• _Document excerpt_

— start —

When a latency alarm fires, Duration alone will not tell you why. The most frequent causes:

  • Slow downstream dependency: A Lambda function waiting on a sluggish DynamoDB query, RDS connection, or external HTTP call will show high duration with nothing obviously wrong in your function code. The only way to see this is with distributed tracing – a trace that shows the full span breakdown inside the invocation.
  • Cold start on user-facing path: If p99 Duration is high but average is normal, cold starts are likely the cause. Check Init Duration alongside Duration. If init is 800ms and your timeout is 3 seconds, a cold-start invocation has very little headroom left for actual execution.
  • Undersized memory: If Lambda Insights shows memory utilization consistently above 70-80% and duration is high, the function may be CPU-constrained. Increase memory and retest.
  • VPC cold start overhead: Lambda functions attached to a VPC have historically incurred longer cold starts due to elastic network interface (ENI) setup. If your function is VPC-attached and cold starts are disproportionately slow, this is a likely factor. Use VPC endpoints for AWS service calls rather than routing through the internet from inside the VPC.
  • Connection setup on every invocation: SDK clients and database connections initialized inside the handler – rather than at module level outside the handler – are recreated on every invocation. Move them outside the handler so they are reused across warm invocations.

— end —

• _Raw records_
— start —

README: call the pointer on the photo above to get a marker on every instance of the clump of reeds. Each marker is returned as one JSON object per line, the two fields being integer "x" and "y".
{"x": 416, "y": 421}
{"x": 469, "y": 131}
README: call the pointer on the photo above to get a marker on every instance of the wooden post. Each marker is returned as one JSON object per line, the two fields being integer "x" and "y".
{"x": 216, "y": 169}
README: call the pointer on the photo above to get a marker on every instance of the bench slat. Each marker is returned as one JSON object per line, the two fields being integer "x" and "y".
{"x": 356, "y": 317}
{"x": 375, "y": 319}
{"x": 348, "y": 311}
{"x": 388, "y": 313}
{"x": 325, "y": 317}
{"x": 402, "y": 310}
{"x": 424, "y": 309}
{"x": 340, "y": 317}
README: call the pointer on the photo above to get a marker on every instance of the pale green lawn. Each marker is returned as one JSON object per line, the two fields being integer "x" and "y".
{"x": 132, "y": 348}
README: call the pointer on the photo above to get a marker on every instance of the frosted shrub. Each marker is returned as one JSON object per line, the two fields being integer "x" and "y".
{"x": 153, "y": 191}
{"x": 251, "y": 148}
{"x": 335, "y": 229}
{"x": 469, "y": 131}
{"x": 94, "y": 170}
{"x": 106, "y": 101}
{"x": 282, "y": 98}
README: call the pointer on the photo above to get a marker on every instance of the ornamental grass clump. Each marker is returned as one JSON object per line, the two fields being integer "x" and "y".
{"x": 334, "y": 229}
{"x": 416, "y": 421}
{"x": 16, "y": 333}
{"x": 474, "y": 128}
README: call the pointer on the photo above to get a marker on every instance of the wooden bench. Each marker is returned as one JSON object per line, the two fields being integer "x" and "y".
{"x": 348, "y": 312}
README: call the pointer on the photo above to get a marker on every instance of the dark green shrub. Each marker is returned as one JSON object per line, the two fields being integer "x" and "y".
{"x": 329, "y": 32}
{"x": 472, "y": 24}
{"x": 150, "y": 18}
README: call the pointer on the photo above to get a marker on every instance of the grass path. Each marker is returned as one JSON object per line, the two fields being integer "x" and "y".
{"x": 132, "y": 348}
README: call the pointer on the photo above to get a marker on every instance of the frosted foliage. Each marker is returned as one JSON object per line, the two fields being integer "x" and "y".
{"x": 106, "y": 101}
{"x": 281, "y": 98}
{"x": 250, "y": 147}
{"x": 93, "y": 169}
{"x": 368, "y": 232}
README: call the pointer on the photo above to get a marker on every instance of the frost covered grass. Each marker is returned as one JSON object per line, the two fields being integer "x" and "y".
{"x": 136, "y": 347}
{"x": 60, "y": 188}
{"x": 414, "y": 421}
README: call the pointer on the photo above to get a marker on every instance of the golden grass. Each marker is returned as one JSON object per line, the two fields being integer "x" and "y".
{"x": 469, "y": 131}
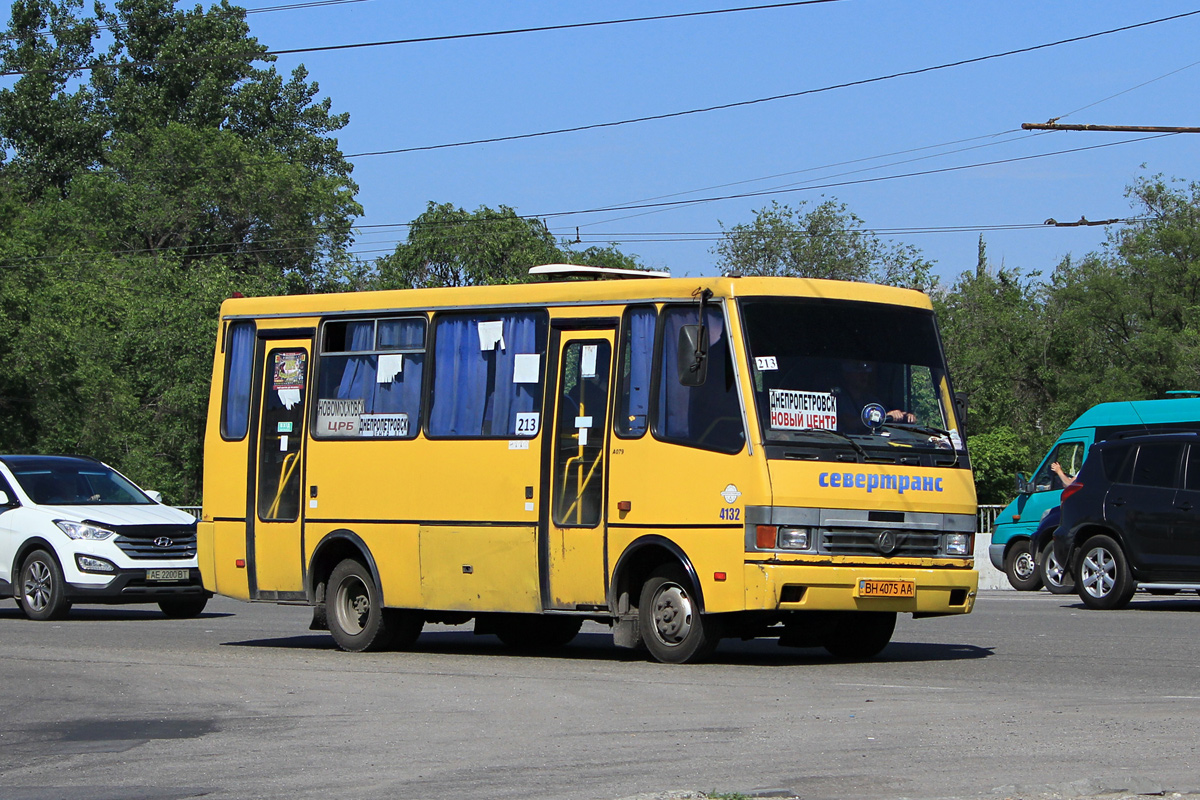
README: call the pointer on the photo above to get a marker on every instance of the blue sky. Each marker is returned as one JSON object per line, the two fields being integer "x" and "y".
{"x": 429, "y": 94}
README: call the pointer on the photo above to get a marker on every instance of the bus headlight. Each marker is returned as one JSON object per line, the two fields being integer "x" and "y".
{"x": 959, "y": 543}
{"x": 793, "y": 539}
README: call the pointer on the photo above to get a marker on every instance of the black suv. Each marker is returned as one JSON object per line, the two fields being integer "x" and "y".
{"x": 1129, "y": 519}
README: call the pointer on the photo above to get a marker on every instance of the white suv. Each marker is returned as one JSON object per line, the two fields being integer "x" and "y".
{"x": 73, "y": 529}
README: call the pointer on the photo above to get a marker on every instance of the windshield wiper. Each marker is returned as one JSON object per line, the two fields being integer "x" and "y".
{"x": 918, "y": 428}
{"x": 845, "y": 437}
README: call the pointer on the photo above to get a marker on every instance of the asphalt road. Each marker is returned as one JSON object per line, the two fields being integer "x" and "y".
{"x": 1029, "y": 695}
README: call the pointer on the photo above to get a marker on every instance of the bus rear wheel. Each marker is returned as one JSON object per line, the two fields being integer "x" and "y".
{"x": 861, "y": 635}
{"x": 670, "y": 621}
{"x": 355, "y": 614}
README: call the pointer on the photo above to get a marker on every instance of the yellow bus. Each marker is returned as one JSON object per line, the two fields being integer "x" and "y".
{"x": 683, "y": 459}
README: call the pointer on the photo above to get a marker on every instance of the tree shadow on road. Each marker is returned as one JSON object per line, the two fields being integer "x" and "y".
{"x": 598, "y": 647}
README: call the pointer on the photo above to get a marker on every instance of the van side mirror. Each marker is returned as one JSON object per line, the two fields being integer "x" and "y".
{"x": 960, "y": 409}
{"x": 691, "y": 355}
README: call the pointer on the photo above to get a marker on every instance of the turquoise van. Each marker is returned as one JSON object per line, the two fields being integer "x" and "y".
{"x": 1017, "y": 522}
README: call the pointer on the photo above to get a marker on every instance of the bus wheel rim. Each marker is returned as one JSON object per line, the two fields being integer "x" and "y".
{"x": 353, "y": 606}
{"x": 672, "y": 614}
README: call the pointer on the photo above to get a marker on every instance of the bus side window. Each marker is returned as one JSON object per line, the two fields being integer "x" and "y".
{"x": 489, "y": 370}
{"x": 636, "y": 371}
{"x": 700, "y": 416}
{"x": 370, "y": 378}
{"x": 239, "y": 376}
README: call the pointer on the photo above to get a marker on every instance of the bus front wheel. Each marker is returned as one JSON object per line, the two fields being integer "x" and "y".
{"x": 670, "y": 620}
{"x": 355, "y": 613}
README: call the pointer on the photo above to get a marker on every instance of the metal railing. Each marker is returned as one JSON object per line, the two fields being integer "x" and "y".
{"x": 987, "y": 518}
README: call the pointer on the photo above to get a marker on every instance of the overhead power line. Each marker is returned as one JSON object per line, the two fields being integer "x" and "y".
{"x": 838, "y": 184}
{"x": 1116, "y": 128}
{"x": 773, "y": 97}
{"x": 425, "y": 40}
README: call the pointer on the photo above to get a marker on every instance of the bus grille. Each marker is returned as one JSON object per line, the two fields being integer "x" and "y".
{"x": 903, "y": 543}
{"x": 156, "y": 541}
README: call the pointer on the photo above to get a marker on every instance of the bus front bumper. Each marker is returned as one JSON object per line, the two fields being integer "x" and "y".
{"x": 799, "y": 587}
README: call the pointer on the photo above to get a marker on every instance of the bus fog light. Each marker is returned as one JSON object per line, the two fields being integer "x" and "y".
{"x": 89, "y": 564}
{"x": 959, "y": 545}
{"x": 793, "y": 539}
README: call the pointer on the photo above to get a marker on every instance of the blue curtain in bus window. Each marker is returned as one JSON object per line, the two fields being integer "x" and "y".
{"x": 509, "y": 398}
{"x": 707, "y": 415}
{"x": 635, "y": 390}
{"x": 460, "y": 378}
{"x": 358, "y": 372}
{"x": 402, "y": 394}
{"x": 240, "y": 352}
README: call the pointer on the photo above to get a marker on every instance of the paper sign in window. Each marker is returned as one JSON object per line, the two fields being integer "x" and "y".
{"x": 528, "y": 423}
{"x": 588, "y": 361}
{"x": 383, "y": 425}
{"x": 339, "y": 417}
{"x": 491, "y": 335}
{"x": 791, "y": 410}
{"x": 526, "y": 368}
{"x": 390, "y": 365}
{"x": 766, "y": 362}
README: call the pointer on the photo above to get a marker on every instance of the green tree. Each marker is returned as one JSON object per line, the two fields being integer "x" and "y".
{"x": 448, "y": 246}
{"x": 827, "y": 241}
{"x": 210, "y": 174}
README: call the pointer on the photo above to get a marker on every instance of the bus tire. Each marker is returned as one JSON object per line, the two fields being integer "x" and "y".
{"x": 670, "y": 621}
{"x": 537, "y": 632}
{"x": 861, "y": 635}
{"x": 357, "y": 617}
{"x": 41, "y": 588}
{"x": 1021, "y": 569}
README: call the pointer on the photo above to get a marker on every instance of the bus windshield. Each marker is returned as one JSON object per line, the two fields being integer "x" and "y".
{"x": 867, "y": 372}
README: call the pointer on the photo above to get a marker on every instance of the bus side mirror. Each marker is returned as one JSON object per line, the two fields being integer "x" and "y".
{"x": 693, "y": 355}
{"x": 960, "y": 408}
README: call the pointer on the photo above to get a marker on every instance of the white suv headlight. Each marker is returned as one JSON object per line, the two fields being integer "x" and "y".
{"x": 83, "y": 530}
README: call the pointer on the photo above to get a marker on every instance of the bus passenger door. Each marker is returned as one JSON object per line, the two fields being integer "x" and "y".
{"x": 276, "y": 498}
{"x": 575, "y": 528}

— end —

• _Problem set_
1. Translate this sentence from the Lambda latency excerpt into Spanish: "Use VPC endpoints for AWS service calls rather than routing through the internet from inside the VPC."
2. Reproduce the Lambda latency excerpt from "When a latency" up to and including "memory and retest.".
The rows aren't needed for any of this work.

• _Solutions in order_
1. Use endpoints de VPC para las llamadas a servicios de AWS en lugar de enrutarlas a través de internet desde dentro de la VPC.

2.
When a latency alarm fires, Duration alone will not tell you why. The most frequent causes:

  • Slow downstream dependency: A Lambda function waiting on a sluggish DynamoDB query, RDS connection, or external HTTP call will show high duration with nothing obviously wrong in your function code. The only way to see this is with distributed tracing – a trace that shows the full span breakdown inside the invocation.
  • Cold start on user-facing path: If p99 Duration is high but average is normal, cold starts are likely the cause. Check Init Duration alongside Duration. If init is 800ms and your timeout is 3 seconds, a cold-start invocation has very little headroom left for actual execution.
  • Undersized memory: If Lambda Insights shows memory utilization consistently above 70-80% and duration is high, the function may be CPU-constrained. Increase memory and retest.